Express all the rows below as a Markdown table with two columns, Number and Row Text. Give each nonblank line its own entry with its sequence number, and leave out blank lines.

(Entries from an annotation dataset)
* * * * * * * * *
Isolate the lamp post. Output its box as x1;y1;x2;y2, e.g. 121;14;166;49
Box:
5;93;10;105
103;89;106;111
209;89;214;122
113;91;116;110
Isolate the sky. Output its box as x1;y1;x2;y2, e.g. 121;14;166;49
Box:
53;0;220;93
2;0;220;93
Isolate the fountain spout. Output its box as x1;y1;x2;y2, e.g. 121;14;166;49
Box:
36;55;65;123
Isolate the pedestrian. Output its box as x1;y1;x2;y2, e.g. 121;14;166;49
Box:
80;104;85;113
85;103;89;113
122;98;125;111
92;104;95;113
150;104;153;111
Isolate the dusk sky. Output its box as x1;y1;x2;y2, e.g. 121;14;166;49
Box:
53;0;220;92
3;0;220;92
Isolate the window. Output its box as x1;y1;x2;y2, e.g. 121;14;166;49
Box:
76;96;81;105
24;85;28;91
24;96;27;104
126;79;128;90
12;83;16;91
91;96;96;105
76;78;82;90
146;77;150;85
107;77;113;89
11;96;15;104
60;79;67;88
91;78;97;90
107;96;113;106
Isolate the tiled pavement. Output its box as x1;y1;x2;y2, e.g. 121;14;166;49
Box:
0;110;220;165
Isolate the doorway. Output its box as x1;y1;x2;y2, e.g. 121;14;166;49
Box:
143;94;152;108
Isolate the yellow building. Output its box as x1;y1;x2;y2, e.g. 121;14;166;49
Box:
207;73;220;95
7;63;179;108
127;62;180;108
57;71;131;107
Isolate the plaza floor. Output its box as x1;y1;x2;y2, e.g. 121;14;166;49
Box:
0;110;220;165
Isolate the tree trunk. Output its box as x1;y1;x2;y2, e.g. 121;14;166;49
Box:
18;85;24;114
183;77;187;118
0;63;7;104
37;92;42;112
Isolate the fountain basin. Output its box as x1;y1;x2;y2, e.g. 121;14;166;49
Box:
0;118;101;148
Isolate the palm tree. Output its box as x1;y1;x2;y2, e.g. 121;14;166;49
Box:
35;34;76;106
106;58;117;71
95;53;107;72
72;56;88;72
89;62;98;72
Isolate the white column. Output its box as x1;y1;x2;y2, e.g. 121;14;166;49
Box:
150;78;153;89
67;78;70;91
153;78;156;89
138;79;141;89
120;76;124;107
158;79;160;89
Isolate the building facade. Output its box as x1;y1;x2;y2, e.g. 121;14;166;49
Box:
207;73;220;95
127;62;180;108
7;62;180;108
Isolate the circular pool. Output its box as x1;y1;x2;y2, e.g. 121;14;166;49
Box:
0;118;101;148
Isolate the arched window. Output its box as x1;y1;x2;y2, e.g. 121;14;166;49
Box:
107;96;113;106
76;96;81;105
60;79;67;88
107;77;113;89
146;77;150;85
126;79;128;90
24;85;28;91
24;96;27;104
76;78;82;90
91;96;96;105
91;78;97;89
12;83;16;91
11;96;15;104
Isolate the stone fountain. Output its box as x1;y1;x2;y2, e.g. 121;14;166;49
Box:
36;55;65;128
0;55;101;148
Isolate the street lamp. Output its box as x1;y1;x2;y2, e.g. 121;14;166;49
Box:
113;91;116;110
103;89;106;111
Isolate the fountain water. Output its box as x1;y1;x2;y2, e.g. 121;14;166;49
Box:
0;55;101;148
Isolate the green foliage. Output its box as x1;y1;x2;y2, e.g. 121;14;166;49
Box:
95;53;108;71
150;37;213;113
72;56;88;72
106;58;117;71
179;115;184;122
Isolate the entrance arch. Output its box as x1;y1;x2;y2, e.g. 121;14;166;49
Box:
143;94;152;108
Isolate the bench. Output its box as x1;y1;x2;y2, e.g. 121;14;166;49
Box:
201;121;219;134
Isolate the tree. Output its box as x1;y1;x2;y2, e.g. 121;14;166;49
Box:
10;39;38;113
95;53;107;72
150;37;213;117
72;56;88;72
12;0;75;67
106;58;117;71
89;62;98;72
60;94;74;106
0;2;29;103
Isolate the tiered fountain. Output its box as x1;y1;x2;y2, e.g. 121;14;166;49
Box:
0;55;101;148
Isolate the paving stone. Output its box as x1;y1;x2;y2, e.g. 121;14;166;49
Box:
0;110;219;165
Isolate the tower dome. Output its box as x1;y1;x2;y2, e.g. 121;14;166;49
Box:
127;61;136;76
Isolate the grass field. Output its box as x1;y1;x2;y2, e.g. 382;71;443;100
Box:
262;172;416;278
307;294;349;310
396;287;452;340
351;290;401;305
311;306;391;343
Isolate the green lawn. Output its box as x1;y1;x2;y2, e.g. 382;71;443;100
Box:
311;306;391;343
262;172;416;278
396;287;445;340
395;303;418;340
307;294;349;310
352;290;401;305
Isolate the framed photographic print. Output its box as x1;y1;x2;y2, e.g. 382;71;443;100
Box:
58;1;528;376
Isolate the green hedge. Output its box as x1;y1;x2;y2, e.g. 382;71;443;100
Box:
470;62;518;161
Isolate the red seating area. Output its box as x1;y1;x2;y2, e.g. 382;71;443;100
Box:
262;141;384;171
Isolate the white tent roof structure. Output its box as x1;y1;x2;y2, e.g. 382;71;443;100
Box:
* * * * * * * * *
- **Answer to this task**
| Number | Row Text |
|---|---|
| 1 | Isolate the lamp post. Output its box as x1;y1;x2;y2, e.g. 121;14;166;49 |
| 2 | Box: |
| 3 | 5;93;10;105 |
| 4 | 103;89;106;111 |
| 5 | 209;89;214;122 |
| 6 | 113;91;116;110 |
| 7 | Isolate the sky. Output its box as x1;y1;x2;y2, e.g. 121;14;166;49 |
| 8 | Box: |
| 9 | 53;0;220;93 |
| 10 | 2;0;220;93 |
| 11 | Isolate the fountain spout. Output its box as x1;y1;x2;y2, e.g. 121;14;166;49 |
| 12 | Box: |
| 13 | 36;55;65;123 |
| 14 | Isolate the pedestrian. Output its box as x1;y1;x2;y2, e.g. 121;14;166;49 |
| 15 | Box: |
| 16 | 80;104;85;113 |
| 17 | 85;103;89;113 |
| 18 | 122;98;125;111 |
| 19 | 92;104;95;113 |
| 20 | 150;104;153;111 |
| 21 | Isolate the dusk sky. Output its box as x1;y1;x2;y2, e.g. 121;14;166;49 |
| 22 | Box: |
| 23 | 53;0;220;92 |
| 24 | 3;0;220;92 |
| 25 | Isolate the window. Output its box as x1;y1;x2;y2, e.g. 121;14;166;49 |
| 26 | Box: |
| 27 | 76;96;81;105 |
| 28 | 24;85;28;91 |
| 29 | 24;96;27;104 |
| 30 | 126;79;128;90 |
| 31 | 12;83;16;91 |
| 32 | 91;96;96;105 |
| 33 | 76;78;82;90 |
| 34 | 146;77;150;85 |
| 35 | 107;77;113;89 |
| 36 | 11;96;15;104 |
| 37 | 60;79;67;88 |
| 38 | 91;78;97;90 |
| 39 | 107;96;113;106 |
| 40 | Isolate the tiled pavement. Output its box as x1;y1;x2;y2, e.g. 121;14;166;49 |
| 41 | Box: |
| 42 | 0;110;220;165 |
| 43 | Isolate the doorway. Output its box as x1;y1;x2;y2, e.g. 121;14;166;49 |
| 44 | Box: |
| 45 | 143;94;152;108 |
| 46 | Isolate the yellow building. Output its box as x1;y1;x2;y2, e.g. 121;14;166;49 |
| 47 | Box: |
| 48 | 207;73;220;95 |
| 49 | 7;63;179;108 |
| 50 | 127;62;180;108 |
| 51 | 57;71;131;107 |
| 52 | Isolate the plaza floor. Output its box as x1;y1;x2;y2, e.g. 121;14;166;49 |
| 53 | Box: |
| 54 | 0;110;220;165 |
| 55 | Isolate the tree trunk. Output its box as x1;y1;x2;y2, e.g. 121;14;166;49 |
| 56 | Box: |
| 57 | 18;85;24;114 |
| 58 | 183;77;187;118 |
| 59 | 0;63;7;104 |
| 60 | 37;92;42;112 |
| 61 | Isolate the fountain basin. Output its box as x1;y1;x2;y2, e.g. 121;14;166;49 |
| 62 | Box: |
| 63 | 0;118;101;148 |
| 64 | Isolate the palm tree. Output its box as x1;y1;x2;y2, e.g. 121;14;166;49 |
| 65 | Box: |
| 66 | 35;34;76;106 |
| 67 | 106;58;117;71 |
| 68 | 95;53;107;72 |
| 69 | 72;56;88;72 |
| 70 | 89;62;98;72 |
| 71 | Isolate the white column. Output its box as x1;y1;x2;y2, e.g. 121;14;166;49 |
| 72 | Box: |
| 73 | 150;78;153;89 |
| 74 | 67;78;70;91 |
| 75 | 153;78;156;89 |
| 76 | 138;79;141;89 |
| 77 | 120;76;124;107 |
| 78 | 158;79;160;89 |
| 79 | Isolate the building facade. Output its box as x1;y1;x2;y2, e.g. 121;14;166;49 |
| 80 | Box: |
| 81 | 207;73;220;95 |
| 82 | 127;62;180;108 |
| 83 | 7;62;180;108 |
| 84 | Isolate the circular pool. Output its box as x1;y1;x2;y2, e.g. 121;14;166;49 |
| 85 | Box: |
| 86 | 0;118;101;148 |
| 87 | Isolate the arched window. Output its box as x1;y1;x2;y2, e.g. 121;14;166;49 |
| 88 | Box: |
| 89 | 107;96;113;106 |
| 90 | 76;96;81;105 |
| 91 | 60;79;67;88 |
| 92 | 107;77;113;89 |
| 93 | 146;77;150;85 |
| 94 | 126;79;128;90 |
| 95 | 24;85;28;91 |
| 96 | 24;96;27;104 |
| 97 | 76;78;82;90 |
| 98 | 91;96;96;105 |
| 99 | 91;78;97;89 |
| 100 | 12;83;16;91 |
| 101 | 11;96;15;104 |
| 102 | Isolate the stone fountain. Output its box as x1;y1;x2;y2, e.g. 121;14;166;49 |
| 103 | Box: |
| 104 | 36;55;65;128 |
| 105 | 0;55;101;148 |
| 106 | Isolate the street lamp. Output its box as x1;y1;x2;y2, e.g. 121;14;166;49 |
| 107 | Box: |
| 108 | 113;91;116;110 |
| 109 | 103;89;106;111 |
| 110 | Isolate the fountain water. Output its box as x1;y1;x2;y2, e.g. 121;14;166;49 |
| 111 | Box: |
| 112 | 0;55;101;148 |
| 113 | Isolate the green foliage. Output its box as x1;y1;x2;y2, e.g. 121;14;166;49 |
| 114 | Box: |
| 115 | 95;53;108;71 |
| 116 | 150;37;213;113 |
| 117 | 72;56;88;72 |
| 118 | 106;58;117;71 |
| 119 | 179;115;184;122 |
| 120 | Isolate the entrance arch. Output its box as x1;y1;x2;y2, e.g. 121;14;166;49 |
| 121 | Box: |
| 122 | 143;94;152;108 |
| 123 | Isolate the bench. Output its box as x1;y1;x2;y2, e.g. 121;14;166;49 |
| 124 | Box: |
| 125 | 201;121;219;134 |
| 126 | Isolate the tree. Output its box as x1;y1;x2;y2, e.g. 121;14;166;49 |
| 127 | Box: |
| 128 | 10;39;38;113 |
| 129 | 95;53;107;72 |
| 130 | 150;37;213;117 |
| 131 | 72;56;88;72 |
| 132 | 12;0;75;67 |
| 133 | 106;58;117;71 |
| 134 | 89;62;98;72 |
| 135 | 60;94;74;106 |
| 136 | 0;2;29;103 |
| 137 | Isolate the tiered fountain. Output its box as x1;y1;x2;y2, e.g. 121;14;166;49 |
| 138 | Box: |
| 139 | 0;55;101;148 |
| 140 | Isolate the paving stone. Output its box as x1;y1;x2;y2, e.g. 121;14;166;49 |
| 141 | Box: |
| 142 | 0;110;219;165 |
| 143 | Isolate the tower dome. Output its box as x1;y1;x2;y2, e.g. 121;14;166;49 |
| 144 | Box: |
| 145 | 127;61;136;76 |
| 146 | Isolate the grass field. Output its box as x1;y1;x2;y2, e.g. 382;71;443;100 |
| 147 | Box: |
| 148 | 262;172;416;278 |
| 149 | 307;294;349;310 |
| 150 | 396;287;452;340 |
| 151 | 351;290;401;305 |
| 152 | 311;306;391;343 |
| 153 | Isolate the green lawn. Output its box as x1;y1;x2;y2, e.g. 382;71;443;100 |
| 154 | Box: |
| 155 | 311;306;391;343 |
| 156 | 262;172;416;278 |
| 157 | 396;287;445;340 |
| 158 | 395;303;418;340 |
| 159 | 307;294;349;310 |
| 160 | 352;290;401;305 |
| 161 | Isolate the framed photographic print. Output its box as x1;y1;x2;y2, e.g. 382;71;443;100 |
| 162 | Box: |
| 163 | 58;1;528;376 |
| 164 | Isolate the green hedge. Output its box as x1;y1;x2;y2, e.g. 382;71;443;100 |
| 165 | Box: |
| 166 | 470;62;518;161 |
| 167 | Isolate the red seating area. Output its box as x1;y1;x2;y2, e.g. 382;71;443;100 |
| 168 | Box: |
| 169 | 262;141;384;171 |
| 170 | Isolate the white tent roof structure. Output its box as x1;y1;x2;y2, e.g. 382;71;443;100 |
| 171 | Box: |